### SUPPLIED TEXT
◆ ◆ ◆ ◆

Saturday, October 12, 2013

The harshest lesson I learned in my almost 6 months of living in Hong Kong is the one of how weak and powerless the media is….

I start with my usual disclaimers: I’m getting to be an old woman, close to have lived a half of a century. Grown up in the highly controlled media environment of the quasi ‘open looking’ -yet closely overseen-by officials  of the ex-YU government.
Following immigration to NZ in my late twenties , I finally  met the ‘truly’ democratic media where all types of mud could be thrown at politicians as long as the big, ‘country feeding corporates’ and the pristine image of  the clean-green country were kept intact.
Manipulation of the different sort.

Again, take note: I’m not naive, not a spring chicken by any means.
By now, I know what allegations one can make, what homework needs to be done before anything gets into print. How hard is to get any media attention unless it is a stupid, harmless subject and a story with no threat of a lawsuit.
Media is a safe business, a mundane churning out of stories where no one gets hurt, let alone truly questioned on integrity or any other ‘difficult’ subject.
 The best stories are when a husband kills his wife in a jealous rage. Or a global celebrity turns up in the local café unexpectedly.

Just don’t mention the war! (Cue John Cleese) ;
Or Gammon, or MTR, or BIM, or the Hong Kong Institute of BIM or CIC or anything that has to do with this difficult subject….

I did try. I had the personal story on offer.

◆ ◆ ◆ ◆

### DATA LINES
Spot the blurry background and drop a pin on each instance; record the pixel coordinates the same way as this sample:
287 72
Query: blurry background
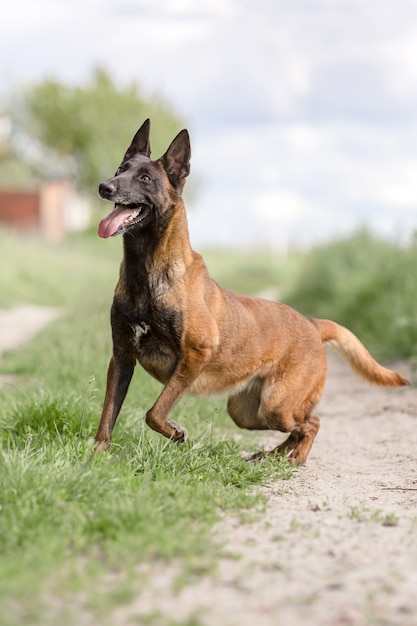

◆ ◆ ◆ ◆

### WHAT YOU WILL DO
1. Which names does the post about media list in the line beginning "Or Gammon" as things not to mention?
2. Do these statements agree with the post about media? Answer yes or no for each, quoting the words that decide it. (a) The writer had been living in Hong Kong for almost six months. (b) The writer immigrated to NZ in their early twenties. (c) The writer claims to be naive.
The material after the post isn't needed here.

### RESPONSES BY TASK
1. Gammon, MTR, BIM, the Hong Kong Institute of BIM, CIC

2.
(a) Yes: "in my almost 6 months of living in Hong Kong"
(b) No: "in my late twenties"
(c) No: "I’m not naive"